--- begin DATASET CONTENT ---

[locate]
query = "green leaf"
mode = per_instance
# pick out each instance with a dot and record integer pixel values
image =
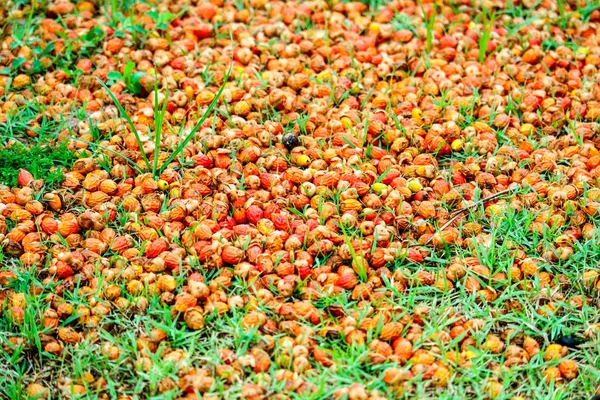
(128, 70)
(17, 62)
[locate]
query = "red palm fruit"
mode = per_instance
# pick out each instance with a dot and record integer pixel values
(280, 221)
(63, 270)
(239, 215)
(156, 247)
(266, 180)
(25, 177)
(271, 209)
(172, 260)
(121, 243)
(202, 160)
(232, 255)
(49, 225)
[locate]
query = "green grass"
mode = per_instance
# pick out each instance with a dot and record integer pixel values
(43, 161)
(33, 129)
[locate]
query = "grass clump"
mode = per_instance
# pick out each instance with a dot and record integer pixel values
(43, 161)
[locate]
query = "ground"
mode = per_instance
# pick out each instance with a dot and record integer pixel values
(299, 200)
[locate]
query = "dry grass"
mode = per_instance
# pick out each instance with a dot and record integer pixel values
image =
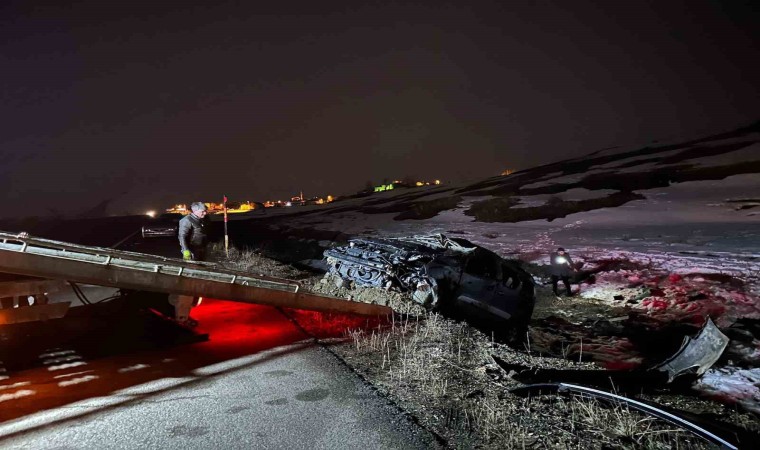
(441, 371)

--- end DATASET CONTENT ---

- **GIVEN INSTRUCTION**
Repeat verbatim all the material, but not the pictures.

- **TASK RESPONSE**
[locate]
query = "green leaf"
mode = per_instance
# pick out each instance with a dot and record integer pixel values
image =
(128, 70)
(17, 62)
[locate]
query = "red palm fruit"
mode = per_instance
# pick out each instance with a dot and record integer pixel values
(280, 221)
(63, 270)
(239, 215)
(156, 247)
(266, 180)
(25, 177)
(271, 209)
(172, 260)
(121, 243)
(202, 160)
(232, 255)
(49, 225)
[locate]
query = "green grass"
mode = per_instance
# pick out each instance with a dot and record integer pixel values
(43, 161)
(33, 129)
[locate]
query = "grass clump"
mode = per_instance
# pick out each instance with a dot and record integer pixel values
(43, 161)
[locate]
query = "ground"
mode = per_instance
# pick out each instance with a dot and record integer pixel values
(299, 200)
[locate]
query = "dry grass"
mode = per_instance
# pick out each instance with a dot and record integer pixel values
image =
(441, 371)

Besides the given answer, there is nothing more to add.